# EXERCISE AIM
Render every line of the items below as a JSON list of strings, one string per line, skipping blank lines and leaving out the pictures.

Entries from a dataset
+++

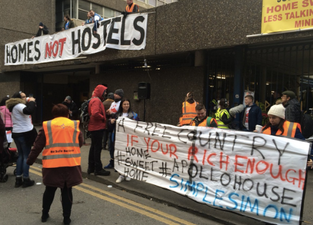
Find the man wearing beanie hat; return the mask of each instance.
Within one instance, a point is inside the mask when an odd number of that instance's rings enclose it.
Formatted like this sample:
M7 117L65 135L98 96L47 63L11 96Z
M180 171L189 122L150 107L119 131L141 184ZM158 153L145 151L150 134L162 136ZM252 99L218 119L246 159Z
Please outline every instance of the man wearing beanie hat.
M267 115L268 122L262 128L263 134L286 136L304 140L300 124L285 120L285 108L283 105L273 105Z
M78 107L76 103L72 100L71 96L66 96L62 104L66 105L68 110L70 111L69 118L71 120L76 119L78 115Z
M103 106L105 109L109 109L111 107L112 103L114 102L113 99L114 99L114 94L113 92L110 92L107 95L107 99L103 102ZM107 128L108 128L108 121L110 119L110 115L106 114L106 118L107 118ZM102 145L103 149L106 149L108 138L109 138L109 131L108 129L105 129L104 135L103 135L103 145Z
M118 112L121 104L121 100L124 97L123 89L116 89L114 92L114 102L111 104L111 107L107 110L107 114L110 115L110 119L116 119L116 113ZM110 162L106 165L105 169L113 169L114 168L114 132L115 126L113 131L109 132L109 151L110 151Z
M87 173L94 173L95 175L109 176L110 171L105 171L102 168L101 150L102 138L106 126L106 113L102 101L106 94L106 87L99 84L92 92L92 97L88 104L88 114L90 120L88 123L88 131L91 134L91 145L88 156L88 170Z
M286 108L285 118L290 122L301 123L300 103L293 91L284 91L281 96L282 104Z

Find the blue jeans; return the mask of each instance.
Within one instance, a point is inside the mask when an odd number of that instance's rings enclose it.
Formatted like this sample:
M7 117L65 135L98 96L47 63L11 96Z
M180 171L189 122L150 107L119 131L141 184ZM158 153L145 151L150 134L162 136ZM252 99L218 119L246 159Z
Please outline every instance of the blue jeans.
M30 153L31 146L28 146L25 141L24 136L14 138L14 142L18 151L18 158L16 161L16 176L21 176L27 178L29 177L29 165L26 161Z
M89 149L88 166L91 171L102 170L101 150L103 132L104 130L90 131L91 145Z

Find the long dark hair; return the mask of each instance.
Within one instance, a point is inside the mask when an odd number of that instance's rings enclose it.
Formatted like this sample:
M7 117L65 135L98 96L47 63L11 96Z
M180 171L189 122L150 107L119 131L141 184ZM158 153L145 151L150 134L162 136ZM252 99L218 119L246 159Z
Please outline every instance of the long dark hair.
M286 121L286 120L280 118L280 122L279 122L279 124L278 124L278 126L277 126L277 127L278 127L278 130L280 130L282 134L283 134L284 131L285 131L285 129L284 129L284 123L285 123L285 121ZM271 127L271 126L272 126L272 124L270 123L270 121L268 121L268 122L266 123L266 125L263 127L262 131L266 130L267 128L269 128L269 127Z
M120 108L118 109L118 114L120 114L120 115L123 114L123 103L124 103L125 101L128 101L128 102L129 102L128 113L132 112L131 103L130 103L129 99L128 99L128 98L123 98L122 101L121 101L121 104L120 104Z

+++

# SOLUTION
[
  "Find the man wearing beanie hat; return the mask of each instance.",
  "Within one instance, a point is inside the mask when an odd number of that instance's rings enclose it.",
  "Formatted like this sample:",
  "M7 117L65 135L98 96L47 63L11 96Z",
  "M180 171L189 122L150 107L119 131L141 184ZM158 153L145 151L150 134L162 136ZM252 99L218 119L246 159Z",
  "Please outline every instance of the man wearing beanie hat.",
  "M267 115L268 122L262 128L263 134L286 136L304 140L300 124L285 120L285 108L283 105L273 105Z",
  "M78 107L76 103L72 100L71 96L66 96L62 104L66 105L68 110L70 111L69 118L71 120L76 119L78 115Z",
  "M103 106L105 109L109 109L111 107L112 103L114 102L113 99L114 99L114 94L113 92L110 92L107 95L107 99L103 102ZM107 128L108 128L108 121L110 119L110 115L106 114L106 118L107 118ZM102 145L103 149L106 149L108 138L109 138L109 131L108 129L105 129L104 135L103 135L103 145Z",
  "M118 112L121 104L121 100L124 97L123 89L116 89L114 92L114 102L111 104L111 107L107 110L107 114L110 115L110 119L116 119L116 113ZM110 162L106 165L105 169L113 169L114 168L114 132L115 126L113 131L109 132L109 151L110 151Z",
  "M87 173L94 173L95 175L109 176L110 171L105 171L102 168L101 150L102 138L106 126L106 113L102 101L106 94L106 87L99 84L92 92L92 97L88 104L88 114L90 120L88 123L88 131L91 134L91 145L88 156L88 170Z",
  "M286 108L285 118L290 122L301 123L300 103L293 91L284 91L281 96L282 104Z",
  "Find the blue jeans; return the mask of each instance.",
  "Within one instance, a point is inside the mask when an odd number of that instance's rings enclose it.",
  "Formatted like this sample:",
  "M7 117L65 135L98 96L47 63L11 96Z",
  "M180 171L189 122L150 107L119 131L141 184ZM158 153L145 151L150 134L162 136ZM252 99L218 119L246 159Z",
  "Please outline every instance of the blue jeans.",
  "M30 153L31 146L28 146L25 141L24 136L14 138L14 142L18 151L18 158L16 161L16 176L21 176L27 178L29 177L29 165L26 161Z",
  "M89 149L88 166L91 171L102 170L101 150L103 132L104 130L90 131L91 145Z",
  "Find the long dark hair; return the mask of each instance.",
  "Within one instance, a point is inside the mask when an odd number of that instance's rings enclose it.",
  "Formatted like this sample:",
  "M7 117L65 135L98 96L47 63L11 96Z",
  "M180 171L189 122L150 107L119 131L141 184ZM158 153L145 151L150 134L162 136ZM252 99L218 119L246 159Z",
  "Please outline every instance of the long dark hair.",
  "M286 121L286 120L280 118L280 122L279 122L279 124L278 124L278 126L277 126L277 127L278 127L278 130L280 130L282 134L283 134L284 131L285 131L285 129L284 129L284 123L285 123L285 121ZM271 127L271 126L272 126L272 124L270 123L270 121L268 121L268 122L266 123L266 125L263 127L262 131L266 130L267 128L269 128L269 127Z",
  "M120 108L118 109L118 114L120 114L120 115L123 114L123 103L124 103L125 101L128 101L128 102L129 102L128 113L132 112L131 103L130 103L129 99L128 99L128 98L123 98L122 101L121 101L121 104L120 104Z"
]